Return, from the material below, each line in which the word "background" is present.

Information supplied: Begin

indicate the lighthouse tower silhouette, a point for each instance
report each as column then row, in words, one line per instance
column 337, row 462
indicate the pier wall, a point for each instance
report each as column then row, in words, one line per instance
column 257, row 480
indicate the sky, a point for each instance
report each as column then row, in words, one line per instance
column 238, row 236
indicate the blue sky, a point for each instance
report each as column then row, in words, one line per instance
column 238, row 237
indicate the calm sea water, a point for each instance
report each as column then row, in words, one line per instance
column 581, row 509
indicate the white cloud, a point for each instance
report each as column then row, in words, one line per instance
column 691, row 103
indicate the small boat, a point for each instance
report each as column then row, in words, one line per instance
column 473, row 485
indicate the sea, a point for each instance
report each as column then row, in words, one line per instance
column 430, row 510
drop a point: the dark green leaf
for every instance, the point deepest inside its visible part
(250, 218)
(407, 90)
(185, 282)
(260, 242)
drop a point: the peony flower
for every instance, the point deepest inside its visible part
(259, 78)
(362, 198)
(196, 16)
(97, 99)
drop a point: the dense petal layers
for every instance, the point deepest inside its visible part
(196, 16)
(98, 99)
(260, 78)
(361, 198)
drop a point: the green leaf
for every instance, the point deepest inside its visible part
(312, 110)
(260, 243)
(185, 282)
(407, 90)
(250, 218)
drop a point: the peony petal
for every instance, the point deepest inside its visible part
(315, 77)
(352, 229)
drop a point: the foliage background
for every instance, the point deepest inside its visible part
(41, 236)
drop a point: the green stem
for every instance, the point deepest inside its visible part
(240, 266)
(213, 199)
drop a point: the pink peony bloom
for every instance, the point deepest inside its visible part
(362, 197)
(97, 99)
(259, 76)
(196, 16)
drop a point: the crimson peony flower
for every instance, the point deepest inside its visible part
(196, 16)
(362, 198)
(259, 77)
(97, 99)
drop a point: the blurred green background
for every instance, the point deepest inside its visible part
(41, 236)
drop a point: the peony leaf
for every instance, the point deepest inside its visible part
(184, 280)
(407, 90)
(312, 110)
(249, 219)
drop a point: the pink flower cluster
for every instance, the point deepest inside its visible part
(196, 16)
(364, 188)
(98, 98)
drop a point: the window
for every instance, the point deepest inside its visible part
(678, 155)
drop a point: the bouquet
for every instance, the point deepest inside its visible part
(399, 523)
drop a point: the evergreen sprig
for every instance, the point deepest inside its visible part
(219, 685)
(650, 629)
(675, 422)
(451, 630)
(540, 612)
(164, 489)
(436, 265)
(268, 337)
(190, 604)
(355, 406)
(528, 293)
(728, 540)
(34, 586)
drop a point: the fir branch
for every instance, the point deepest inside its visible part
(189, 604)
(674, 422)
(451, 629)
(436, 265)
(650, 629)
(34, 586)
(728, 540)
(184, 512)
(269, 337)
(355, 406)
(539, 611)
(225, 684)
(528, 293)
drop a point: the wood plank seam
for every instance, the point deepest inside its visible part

Information supplied: End

Answer to this problem:
drop a point: the foliage background
drop a point: the blurred green background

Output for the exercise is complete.